Below are records; reproduce exactly the lines from the one containing "find the yellow slide surface" through the end, both included, and only those.

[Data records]
***
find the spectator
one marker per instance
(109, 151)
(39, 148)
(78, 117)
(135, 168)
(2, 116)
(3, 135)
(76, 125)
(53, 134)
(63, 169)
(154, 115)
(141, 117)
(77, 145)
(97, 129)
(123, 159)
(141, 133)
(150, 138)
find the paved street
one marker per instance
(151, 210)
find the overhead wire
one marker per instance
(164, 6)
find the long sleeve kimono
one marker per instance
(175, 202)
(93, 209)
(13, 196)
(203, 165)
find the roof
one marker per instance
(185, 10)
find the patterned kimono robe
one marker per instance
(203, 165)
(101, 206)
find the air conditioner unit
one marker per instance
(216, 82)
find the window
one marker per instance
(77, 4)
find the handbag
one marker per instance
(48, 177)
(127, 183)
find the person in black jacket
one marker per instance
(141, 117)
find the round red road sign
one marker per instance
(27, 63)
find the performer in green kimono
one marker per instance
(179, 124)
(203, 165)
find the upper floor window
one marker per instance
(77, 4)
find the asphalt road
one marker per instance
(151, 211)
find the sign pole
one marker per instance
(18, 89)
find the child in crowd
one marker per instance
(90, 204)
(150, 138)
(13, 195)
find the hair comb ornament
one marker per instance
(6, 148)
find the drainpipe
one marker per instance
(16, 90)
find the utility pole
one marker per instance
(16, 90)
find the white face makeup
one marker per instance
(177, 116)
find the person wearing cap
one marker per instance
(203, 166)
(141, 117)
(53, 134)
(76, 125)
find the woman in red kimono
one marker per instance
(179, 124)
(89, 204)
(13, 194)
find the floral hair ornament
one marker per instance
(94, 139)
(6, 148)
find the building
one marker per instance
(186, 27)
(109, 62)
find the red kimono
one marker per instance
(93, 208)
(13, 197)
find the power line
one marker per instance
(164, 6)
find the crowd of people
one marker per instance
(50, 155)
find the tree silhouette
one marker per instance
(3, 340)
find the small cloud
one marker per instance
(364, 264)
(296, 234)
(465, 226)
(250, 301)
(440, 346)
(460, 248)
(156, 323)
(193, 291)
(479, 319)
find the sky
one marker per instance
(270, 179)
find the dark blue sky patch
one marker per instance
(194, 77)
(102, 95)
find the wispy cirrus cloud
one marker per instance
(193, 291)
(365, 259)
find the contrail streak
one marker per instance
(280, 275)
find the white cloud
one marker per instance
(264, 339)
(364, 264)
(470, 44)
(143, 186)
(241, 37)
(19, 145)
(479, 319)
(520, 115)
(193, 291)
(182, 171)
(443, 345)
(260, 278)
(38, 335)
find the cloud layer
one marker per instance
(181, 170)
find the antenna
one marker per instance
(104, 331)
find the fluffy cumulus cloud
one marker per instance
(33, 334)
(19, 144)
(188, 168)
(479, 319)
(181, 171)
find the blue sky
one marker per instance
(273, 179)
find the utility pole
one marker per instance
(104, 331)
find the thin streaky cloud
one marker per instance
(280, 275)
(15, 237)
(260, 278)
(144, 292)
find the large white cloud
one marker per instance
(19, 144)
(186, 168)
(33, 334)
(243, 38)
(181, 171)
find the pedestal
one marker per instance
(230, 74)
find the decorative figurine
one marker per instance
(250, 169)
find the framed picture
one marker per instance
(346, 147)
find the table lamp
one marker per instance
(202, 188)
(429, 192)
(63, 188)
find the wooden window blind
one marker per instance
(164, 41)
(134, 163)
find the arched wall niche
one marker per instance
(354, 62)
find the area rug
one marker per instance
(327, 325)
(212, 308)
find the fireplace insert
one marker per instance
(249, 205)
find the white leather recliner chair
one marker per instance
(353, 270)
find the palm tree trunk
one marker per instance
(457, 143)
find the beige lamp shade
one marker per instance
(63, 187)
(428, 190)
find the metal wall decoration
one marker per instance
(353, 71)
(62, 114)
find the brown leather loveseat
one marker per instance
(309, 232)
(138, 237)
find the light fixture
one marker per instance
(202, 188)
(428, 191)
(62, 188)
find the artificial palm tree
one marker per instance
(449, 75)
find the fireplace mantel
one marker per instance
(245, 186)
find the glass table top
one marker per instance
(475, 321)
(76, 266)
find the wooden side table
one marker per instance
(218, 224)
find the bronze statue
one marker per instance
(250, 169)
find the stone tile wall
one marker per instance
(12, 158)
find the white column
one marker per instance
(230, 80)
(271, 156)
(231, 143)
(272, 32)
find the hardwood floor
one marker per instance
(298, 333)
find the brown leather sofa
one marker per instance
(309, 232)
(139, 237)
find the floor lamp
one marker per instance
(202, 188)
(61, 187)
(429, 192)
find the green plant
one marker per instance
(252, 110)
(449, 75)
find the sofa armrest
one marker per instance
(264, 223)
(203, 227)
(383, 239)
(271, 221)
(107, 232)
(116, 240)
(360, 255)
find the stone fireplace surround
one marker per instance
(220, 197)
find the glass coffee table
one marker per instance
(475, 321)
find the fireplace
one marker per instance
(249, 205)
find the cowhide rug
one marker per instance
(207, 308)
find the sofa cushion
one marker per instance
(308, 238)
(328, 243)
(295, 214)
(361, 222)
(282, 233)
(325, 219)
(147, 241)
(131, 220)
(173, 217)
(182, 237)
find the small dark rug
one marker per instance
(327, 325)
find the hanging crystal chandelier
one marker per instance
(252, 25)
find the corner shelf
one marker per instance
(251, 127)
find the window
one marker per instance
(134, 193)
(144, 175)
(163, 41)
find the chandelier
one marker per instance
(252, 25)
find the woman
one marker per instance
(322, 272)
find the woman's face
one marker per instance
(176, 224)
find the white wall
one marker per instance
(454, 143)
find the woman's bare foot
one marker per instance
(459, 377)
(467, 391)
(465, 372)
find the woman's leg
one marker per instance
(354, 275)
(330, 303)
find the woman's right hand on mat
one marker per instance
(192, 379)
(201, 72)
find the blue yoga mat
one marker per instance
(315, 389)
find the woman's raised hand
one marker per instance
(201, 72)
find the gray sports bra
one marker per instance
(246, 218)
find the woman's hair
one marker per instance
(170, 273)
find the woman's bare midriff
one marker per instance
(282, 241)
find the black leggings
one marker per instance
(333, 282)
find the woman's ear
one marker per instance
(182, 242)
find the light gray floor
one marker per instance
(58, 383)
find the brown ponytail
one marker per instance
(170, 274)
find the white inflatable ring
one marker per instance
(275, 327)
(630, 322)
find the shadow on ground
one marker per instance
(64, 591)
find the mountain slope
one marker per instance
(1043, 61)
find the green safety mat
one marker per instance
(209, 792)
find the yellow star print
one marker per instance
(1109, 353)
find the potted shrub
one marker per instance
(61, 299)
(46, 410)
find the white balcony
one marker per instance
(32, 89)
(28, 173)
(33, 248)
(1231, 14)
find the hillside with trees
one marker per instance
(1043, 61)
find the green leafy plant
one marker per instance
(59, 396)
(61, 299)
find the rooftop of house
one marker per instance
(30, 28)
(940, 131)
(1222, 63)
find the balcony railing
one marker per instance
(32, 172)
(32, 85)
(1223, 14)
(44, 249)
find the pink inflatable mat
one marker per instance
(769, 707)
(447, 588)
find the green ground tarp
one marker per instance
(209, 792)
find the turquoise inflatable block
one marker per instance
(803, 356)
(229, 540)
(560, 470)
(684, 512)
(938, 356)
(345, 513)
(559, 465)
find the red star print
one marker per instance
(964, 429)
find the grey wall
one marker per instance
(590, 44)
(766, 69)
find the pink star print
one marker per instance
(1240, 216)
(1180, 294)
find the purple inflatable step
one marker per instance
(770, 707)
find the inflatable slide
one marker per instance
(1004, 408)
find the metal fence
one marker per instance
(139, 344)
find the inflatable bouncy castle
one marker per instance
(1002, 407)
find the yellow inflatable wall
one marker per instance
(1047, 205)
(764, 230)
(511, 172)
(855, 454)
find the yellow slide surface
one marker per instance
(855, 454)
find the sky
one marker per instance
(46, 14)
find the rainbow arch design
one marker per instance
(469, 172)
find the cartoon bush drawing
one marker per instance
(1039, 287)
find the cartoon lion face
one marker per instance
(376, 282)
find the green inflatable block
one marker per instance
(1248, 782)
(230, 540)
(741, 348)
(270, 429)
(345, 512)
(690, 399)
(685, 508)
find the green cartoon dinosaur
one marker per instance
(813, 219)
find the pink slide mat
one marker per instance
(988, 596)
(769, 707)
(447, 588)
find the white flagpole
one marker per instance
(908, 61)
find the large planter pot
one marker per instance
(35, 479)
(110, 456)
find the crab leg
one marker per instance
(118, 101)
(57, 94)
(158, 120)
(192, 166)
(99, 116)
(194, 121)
***
_Completed task:_
find the yellow slide surface
one marker per instance
(855, 454)
find the sky
one marker per instance
(46, 14)
find the rainbow arch design
one marker per instance
(469, 172)
find the cartoon bush drawing
one marker per instance
(1039, 287)
find the cartoon lion face
one marker per instance
(376, 282)
find the green inflatable block
one marker per instance
(1248, 782)
(230, 540)
(741, 348)
(270, 429)
(345, 512)
(690, 399)
(685, 508)
find the green cartoon dinosaur
one marker per instance
(813, 219)
find the pink slide mat
one marker per instance
(988, 596)
(769, 707)
(447, 588)
find the white flagpole
one marker per instance
(908, 61)
find the large planter pot
one marker per instance
(35, 479)
(110, 456)
find the crab leg
one marker per instance
(118, 101)
(57, 94)
(158, 120)
(192, 166)
(99, 116)
(194, 121)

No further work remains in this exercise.